### GIVEN PROBLEM
Reproduce every line of the listing below, requests included, and scale the point coordinates in the answers by multiplying each by 1.25 and rounding to the nearest whole number, with halves rounded up. Leave the pictures out of your output.

### RECORD EXTRACTS
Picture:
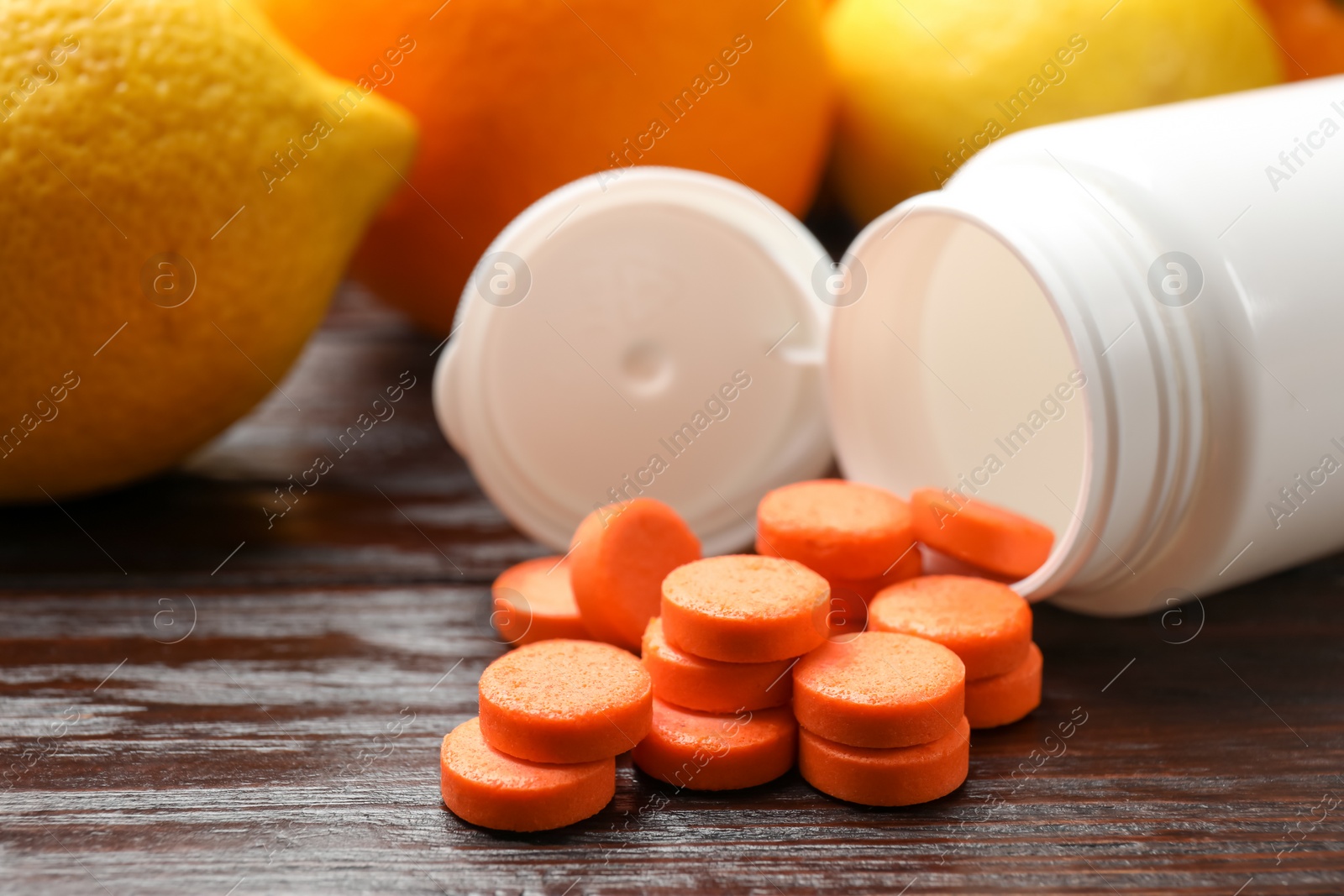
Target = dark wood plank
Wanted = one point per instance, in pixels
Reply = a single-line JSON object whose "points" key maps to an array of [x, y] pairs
{"points": [[272, 725]]}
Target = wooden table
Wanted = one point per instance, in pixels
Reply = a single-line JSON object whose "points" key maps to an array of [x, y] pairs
{"points": [[195, 703]]}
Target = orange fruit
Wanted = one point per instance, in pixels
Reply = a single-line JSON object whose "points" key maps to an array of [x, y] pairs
{"points": [[517, 97], [1310, 34]]}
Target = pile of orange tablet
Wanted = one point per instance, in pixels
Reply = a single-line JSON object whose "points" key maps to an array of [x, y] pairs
{"points": [[827, 651]]}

### COMPLETED TASK
Picture:
Target = dark wood plank
Wanted = one point per instance, in pixels
Reply = a single-line JSON object whose "points" key maps to an array of [x, y] pairs
{"points": [[340, 906]]}
Target = wooden table
Wanted = one point per instance, in pixels
Reply = a single-line JSON object whose "points" key maps to an array of [x, y] pairs
{"points": [[244, 879]]}
Target = orange fruit
Wanted = one point per instance, in pixels
Reply = a single-line JSON object whose "points" key maps to an array of [x, y] pairs
{"points": [[646, 121], [1638, 43]]}
Target = pile of orange tablet
Wanted = one point per instance, in pixels
Reply = a single-line JSON object whose "points" key maps to an array of [x, y] pairs
{"points": [[1034, 814]]}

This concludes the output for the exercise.